Records supplied =
__________________________________________________

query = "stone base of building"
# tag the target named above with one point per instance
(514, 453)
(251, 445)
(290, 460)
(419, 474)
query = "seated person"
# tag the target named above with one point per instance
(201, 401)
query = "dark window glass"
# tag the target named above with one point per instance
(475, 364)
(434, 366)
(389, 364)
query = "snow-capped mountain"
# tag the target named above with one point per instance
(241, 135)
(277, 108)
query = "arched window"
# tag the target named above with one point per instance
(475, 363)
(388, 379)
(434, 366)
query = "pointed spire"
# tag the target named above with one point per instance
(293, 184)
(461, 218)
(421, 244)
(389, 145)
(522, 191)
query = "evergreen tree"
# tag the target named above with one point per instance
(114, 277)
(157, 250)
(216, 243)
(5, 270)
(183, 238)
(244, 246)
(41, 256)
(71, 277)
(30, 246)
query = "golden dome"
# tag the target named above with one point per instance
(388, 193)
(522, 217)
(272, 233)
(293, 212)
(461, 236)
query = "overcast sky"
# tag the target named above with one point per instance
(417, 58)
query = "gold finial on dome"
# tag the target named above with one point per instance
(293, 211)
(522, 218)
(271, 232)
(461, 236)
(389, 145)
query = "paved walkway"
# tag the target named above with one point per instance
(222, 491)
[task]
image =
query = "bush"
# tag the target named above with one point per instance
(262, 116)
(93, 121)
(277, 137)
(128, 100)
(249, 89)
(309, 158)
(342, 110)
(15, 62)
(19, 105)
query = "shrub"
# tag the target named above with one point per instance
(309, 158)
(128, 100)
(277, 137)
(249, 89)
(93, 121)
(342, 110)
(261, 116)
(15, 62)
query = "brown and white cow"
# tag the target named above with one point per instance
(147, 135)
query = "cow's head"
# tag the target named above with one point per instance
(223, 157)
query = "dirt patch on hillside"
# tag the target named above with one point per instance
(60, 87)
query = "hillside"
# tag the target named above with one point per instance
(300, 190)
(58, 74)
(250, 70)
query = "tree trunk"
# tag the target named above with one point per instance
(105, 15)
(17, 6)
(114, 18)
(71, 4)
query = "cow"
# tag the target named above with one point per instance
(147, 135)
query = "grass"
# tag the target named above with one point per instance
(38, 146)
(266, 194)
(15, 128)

__________________________________________________

Among the records above, find each line containing the string "hillside" and copy it.

Your response =
query = "dirt patch on hillside"
query = "hillside"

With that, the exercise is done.